**Material provided:**
━━━━

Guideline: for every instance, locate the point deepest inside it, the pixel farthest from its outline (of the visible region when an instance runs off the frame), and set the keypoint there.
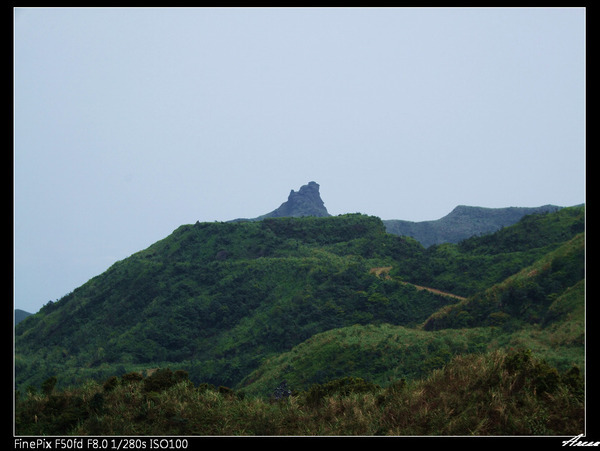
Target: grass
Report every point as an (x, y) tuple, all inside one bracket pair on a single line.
[(496, 393)]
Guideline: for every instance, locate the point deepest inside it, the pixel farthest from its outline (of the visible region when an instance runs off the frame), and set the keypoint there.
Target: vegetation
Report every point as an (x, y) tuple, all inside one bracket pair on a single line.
[(497, 393), (249, 305)]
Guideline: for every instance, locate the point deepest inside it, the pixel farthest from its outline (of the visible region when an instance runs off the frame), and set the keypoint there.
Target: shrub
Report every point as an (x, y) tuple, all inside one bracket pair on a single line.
[(160, 380), (343, 387)]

━━━━

Count the lines in the entries above that contain the word "Target". Reply with the number alone.

3